■ What you are asked to do
Copy out every line from the one containing "Where can you see the man's mouth?" to the end of the material, requests included. Multiply each point coordinate in the answers by 1.85 and round to whole numbers, rounding halves up.

■ Records provided
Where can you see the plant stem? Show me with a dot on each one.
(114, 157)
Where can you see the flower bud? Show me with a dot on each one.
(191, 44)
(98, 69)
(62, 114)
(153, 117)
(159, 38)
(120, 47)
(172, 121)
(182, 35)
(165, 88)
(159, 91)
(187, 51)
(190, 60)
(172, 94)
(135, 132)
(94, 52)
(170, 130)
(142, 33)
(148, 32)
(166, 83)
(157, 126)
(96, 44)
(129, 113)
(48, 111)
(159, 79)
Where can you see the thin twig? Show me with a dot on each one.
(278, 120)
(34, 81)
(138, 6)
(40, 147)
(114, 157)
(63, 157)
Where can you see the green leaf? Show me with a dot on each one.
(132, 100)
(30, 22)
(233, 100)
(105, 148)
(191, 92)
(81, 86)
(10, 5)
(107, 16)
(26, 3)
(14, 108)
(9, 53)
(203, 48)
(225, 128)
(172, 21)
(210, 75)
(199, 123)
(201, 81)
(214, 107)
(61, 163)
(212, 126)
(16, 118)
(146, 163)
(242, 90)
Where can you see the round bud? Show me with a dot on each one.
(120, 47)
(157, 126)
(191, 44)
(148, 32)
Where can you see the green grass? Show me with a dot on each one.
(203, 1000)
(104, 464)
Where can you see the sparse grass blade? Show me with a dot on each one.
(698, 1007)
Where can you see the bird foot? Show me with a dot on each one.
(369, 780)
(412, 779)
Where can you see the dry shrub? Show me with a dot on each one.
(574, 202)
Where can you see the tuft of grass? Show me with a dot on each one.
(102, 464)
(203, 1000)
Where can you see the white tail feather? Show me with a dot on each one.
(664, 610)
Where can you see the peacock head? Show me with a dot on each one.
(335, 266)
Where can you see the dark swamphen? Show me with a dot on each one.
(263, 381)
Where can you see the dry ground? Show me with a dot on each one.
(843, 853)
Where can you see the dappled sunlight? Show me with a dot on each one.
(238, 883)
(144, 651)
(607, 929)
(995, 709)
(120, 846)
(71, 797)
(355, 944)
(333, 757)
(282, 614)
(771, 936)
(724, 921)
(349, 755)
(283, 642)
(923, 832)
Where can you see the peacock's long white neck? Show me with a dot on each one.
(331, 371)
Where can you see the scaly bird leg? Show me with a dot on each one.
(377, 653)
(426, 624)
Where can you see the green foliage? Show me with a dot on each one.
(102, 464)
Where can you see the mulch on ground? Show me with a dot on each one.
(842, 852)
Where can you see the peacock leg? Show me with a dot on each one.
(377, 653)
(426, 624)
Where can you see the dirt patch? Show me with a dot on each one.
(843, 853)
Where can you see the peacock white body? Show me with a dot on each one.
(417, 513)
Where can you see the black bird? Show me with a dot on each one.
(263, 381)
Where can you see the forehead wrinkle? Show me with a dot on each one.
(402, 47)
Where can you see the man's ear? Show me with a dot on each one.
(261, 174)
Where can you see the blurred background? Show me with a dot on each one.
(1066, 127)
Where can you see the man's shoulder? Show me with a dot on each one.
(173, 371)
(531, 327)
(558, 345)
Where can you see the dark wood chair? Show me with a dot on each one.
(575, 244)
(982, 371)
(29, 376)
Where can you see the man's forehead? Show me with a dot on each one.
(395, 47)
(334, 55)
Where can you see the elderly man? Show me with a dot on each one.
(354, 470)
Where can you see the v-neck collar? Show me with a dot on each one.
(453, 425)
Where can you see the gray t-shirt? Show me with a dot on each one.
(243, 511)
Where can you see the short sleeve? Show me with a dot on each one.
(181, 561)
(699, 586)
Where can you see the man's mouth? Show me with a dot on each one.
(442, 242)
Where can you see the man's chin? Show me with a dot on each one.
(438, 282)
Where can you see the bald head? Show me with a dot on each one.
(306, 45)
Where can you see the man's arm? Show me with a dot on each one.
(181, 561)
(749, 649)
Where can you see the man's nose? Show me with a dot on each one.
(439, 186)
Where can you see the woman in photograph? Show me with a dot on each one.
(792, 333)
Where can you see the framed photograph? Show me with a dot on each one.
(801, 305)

■ Exercise result
Where can you see the man's mouth? Show me with a dot on each one.
(818, 448)
Where can you see the man's chin? Show me with a dot on each one.
(810, 522)
Where can you see the bald head? Show me with a dot on each one.
(566, 83)
Where can you see the man's arm? Show me with a dot on each one.
(335, 1038)
(1386, 1201)
Where can you see the man's nose? Show me with a dot on each one.
(812, 344)
Where can you see the woman in photograph? Show me with a dot on each one.
(1465, 616)
Where can you see the framed photograph? Show me with a dot on each one.
(1482, 564)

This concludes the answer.